## 課題の指示
抜粋によると、プロダクトデザイン室の室長が中途入社したのはいつですか?
----- 抜粋
デザイナーがスキルアップやキャリアアップを目指すには、どのような方法があるのでしょうか?

今回は、MIXIのデザイン本部内にある「プロダクトデザイン室」「動画クリエイティブ室」「ブランドデザイン室」の室長3人に、それぞれのスキルアップ方法を聞いてみました。

普段から仲が良く、カジュアルにコミュニケーションをとることが多いという3人が、日々実践している方法や経験談を共有してくれました。この記事を通じて、デザイナーの皆さんが成長のヒントを見つける手助けになれば幸いです!


姜 少眞(かん そじん) プロダクトデザイン室 室長
2007年8月 中途入社。入社当初は、ディレクターとしてSNS『mixi』のソーシャルミュージックサービス立ち上げに携わる。その後、韓国語版モンスターストライクの運用に携わる。2015年12月からクリエイティブグループに参加、テクニカルデザインチームでリーダーを経験し、現在はプロダクトデザイン室 室長として活躍。
----------
----- 表示データ
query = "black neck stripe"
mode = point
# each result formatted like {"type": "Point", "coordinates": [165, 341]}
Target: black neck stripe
----------
## 課題の答え
2007年8月です。